**INPUT FOR THIS TASK**
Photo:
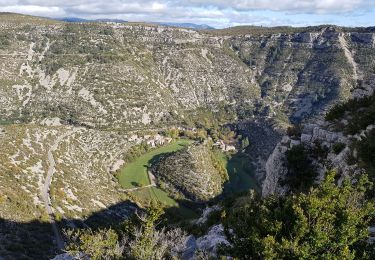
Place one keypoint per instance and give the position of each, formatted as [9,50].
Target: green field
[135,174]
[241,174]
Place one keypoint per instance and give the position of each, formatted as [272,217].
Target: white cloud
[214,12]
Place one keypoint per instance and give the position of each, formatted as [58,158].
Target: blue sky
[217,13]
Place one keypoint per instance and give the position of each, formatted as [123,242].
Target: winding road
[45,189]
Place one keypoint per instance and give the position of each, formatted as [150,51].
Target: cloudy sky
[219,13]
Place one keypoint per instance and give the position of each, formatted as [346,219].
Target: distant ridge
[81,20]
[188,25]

* * *

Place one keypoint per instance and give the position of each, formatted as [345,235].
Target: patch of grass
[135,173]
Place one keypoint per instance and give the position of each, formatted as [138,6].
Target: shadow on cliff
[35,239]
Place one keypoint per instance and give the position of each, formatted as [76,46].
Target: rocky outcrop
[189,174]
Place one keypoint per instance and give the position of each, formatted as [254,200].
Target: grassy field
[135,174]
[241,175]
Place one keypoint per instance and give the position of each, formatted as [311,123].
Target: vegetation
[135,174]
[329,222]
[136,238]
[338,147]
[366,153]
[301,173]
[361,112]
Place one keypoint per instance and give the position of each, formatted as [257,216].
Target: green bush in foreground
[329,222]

* * *

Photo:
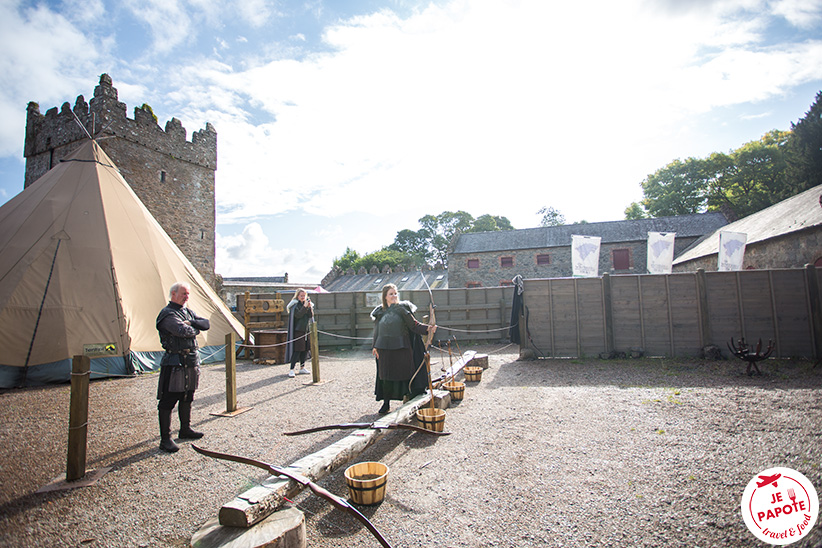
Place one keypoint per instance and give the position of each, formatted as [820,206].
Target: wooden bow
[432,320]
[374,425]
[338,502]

**ASSIGNED TASK**
From the records above, copy out the line with "formatted as [9,50].", the line with "formatted as [58,158].", and every line between them, word for word.

**TASK OUTPUT**
Place one keypoint per instance and give the position of each, formatted as [9,50].
Target: green field
[135,174]
[241,174]
Place one keypoint per instance and give the position of each, formatted as [272,217].
Target: white cloud
[214,12]
Place one keypoint per instance and give the position of each, formatted as [58,158].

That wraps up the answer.